Starting from the line containing "of the goggles", write out every remaining line exactly, the last one included.

--*--

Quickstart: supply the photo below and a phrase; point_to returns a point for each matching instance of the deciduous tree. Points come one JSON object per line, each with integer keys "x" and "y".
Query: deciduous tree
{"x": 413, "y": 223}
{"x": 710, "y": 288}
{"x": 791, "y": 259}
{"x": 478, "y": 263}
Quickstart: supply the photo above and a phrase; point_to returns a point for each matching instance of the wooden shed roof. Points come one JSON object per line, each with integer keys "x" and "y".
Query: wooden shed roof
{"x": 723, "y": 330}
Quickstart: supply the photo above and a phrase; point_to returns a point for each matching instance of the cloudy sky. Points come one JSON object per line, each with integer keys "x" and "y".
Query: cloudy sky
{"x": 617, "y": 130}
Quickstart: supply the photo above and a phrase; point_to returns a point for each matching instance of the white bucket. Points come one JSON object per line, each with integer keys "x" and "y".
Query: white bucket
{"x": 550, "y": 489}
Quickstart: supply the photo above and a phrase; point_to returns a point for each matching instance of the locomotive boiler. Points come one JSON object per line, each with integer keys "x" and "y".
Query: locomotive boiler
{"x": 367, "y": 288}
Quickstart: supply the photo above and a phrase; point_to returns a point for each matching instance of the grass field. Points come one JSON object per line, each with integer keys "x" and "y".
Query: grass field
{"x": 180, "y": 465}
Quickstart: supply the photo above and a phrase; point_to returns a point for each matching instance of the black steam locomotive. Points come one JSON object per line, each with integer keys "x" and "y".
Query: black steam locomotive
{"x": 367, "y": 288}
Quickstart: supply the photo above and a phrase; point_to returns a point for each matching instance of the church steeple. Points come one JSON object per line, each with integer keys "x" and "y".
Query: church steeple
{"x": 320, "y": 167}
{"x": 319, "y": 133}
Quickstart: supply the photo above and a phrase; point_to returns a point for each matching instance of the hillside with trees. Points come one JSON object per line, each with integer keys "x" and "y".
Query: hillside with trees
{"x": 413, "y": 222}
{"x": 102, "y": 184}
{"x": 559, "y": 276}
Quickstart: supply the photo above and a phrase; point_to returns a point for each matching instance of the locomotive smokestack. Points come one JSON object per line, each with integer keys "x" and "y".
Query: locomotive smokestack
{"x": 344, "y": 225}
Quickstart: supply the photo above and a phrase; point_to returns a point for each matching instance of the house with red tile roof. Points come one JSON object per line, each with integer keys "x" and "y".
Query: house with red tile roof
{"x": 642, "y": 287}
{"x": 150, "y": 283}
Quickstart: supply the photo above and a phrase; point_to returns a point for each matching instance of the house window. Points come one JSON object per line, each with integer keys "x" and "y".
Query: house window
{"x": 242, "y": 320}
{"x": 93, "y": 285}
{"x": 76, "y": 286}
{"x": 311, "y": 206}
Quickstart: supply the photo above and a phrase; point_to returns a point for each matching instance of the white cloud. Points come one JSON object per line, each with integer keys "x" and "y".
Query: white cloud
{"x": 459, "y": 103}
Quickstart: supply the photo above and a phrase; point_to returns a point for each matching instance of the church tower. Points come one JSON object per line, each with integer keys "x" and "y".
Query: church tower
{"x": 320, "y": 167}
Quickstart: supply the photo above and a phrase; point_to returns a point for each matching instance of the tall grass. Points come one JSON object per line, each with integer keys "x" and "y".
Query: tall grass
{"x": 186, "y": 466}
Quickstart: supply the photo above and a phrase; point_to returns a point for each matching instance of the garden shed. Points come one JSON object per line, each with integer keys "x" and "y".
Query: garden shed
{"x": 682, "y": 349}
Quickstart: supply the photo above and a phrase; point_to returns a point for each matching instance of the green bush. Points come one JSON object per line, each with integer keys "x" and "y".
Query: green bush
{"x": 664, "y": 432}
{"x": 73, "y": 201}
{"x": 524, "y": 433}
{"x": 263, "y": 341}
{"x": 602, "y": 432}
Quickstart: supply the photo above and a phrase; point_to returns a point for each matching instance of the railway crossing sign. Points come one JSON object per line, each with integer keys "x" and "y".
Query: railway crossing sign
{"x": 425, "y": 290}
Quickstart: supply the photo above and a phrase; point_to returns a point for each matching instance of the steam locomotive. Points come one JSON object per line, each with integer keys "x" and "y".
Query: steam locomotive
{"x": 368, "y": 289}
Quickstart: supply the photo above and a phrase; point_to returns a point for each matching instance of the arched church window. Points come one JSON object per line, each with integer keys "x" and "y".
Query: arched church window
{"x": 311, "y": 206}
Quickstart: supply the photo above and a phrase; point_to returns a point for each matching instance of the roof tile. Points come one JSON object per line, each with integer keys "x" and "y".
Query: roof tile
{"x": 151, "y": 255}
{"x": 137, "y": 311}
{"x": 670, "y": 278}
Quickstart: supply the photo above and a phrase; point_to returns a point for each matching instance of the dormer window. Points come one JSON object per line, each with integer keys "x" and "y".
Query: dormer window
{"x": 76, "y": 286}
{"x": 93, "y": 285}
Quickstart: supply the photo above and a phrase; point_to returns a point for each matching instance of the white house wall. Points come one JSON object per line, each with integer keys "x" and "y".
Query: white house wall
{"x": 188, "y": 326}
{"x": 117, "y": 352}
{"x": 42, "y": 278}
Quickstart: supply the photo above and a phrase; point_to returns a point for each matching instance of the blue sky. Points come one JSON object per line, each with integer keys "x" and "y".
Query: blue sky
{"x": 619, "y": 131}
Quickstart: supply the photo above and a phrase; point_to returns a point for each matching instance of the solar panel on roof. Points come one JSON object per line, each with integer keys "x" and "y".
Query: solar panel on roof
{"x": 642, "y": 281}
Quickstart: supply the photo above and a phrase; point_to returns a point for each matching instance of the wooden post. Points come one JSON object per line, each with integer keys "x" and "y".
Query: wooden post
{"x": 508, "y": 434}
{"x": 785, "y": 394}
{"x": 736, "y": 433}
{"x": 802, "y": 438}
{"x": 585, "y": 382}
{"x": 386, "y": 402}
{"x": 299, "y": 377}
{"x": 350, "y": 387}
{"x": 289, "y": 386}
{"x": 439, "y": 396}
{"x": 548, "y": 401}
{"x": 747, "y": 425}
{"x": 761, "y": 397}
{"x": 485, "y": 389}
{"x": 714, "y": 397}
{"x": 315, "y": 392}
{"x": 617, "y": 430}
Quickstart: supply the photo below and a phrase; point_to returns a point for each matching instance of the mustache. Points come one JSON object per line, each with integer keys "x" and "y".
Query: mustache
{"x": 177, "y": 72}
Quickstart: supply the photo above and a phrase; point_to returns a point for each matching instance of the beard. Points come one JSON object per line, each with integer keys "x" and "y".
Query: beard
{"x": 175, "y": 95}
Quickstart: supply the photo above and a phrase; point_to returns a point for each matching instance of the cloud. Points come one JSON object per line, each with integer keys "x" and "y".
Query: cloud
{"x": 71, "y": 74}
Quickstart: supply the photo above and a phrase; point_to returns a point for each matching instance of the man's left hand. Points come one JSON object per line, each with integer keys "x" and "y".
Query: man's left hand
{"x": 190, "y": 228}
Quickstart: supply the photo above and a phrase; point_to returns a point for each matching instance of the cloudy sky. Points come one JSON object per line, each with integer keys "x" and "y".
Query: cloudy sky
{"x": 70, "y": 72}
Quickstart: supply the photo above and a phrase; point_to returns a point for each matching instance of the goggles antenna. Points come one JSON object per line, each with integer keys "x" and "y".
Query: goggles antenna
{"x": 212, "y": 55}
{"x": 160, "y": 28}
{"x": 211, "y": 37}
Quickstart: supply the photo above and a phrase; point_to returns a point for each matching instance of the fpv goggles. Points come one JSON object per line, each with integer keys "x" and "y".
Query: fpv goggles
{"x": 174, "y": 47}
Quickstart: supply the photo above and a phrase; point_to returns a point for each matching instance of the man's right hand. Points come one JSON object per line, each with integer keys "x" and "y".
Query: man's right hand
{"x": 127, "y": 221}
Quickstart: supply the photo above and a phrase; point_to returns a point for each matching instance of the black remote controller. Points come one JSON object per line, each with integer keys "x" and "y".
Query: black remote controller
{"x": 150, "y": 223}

--*--

Result of the exercise:
Quickstart: supply the photo above and a phrase; point_to returns a point for each matching instance of the goggles antenna. Points come one JSON object per line, each with integer keys "x" and "y".
Query: goggles antenna
{"x": 212, "y": 55}
{"x": 160, "y": 28}
{"x": 211, "y": 37}
Quickstart: supply the photo above and a phrase; point_to returns a point for each matching instance of the fpv goggles. Points come one JSON object per line, each with integer keys "x" and "y".
Query: fpv goggles
{"x": 174, "y": 47}
Quickstart: supply the photo above and a phrase; point_to returns a point for each matching instance of the man's right hand. Points come one JSON object per line, each with integer keys "x" and "y".
Query: man's right hand
{"x": 127, "y": 221}
Quickstart: supply the photo above and a phrase; point_to returns a point for each matching instance of the black remote controller. Points come one JSON object per line, each with integer keys "x" and "y".
Query: black remote controller
{"x": 150, "y": 223}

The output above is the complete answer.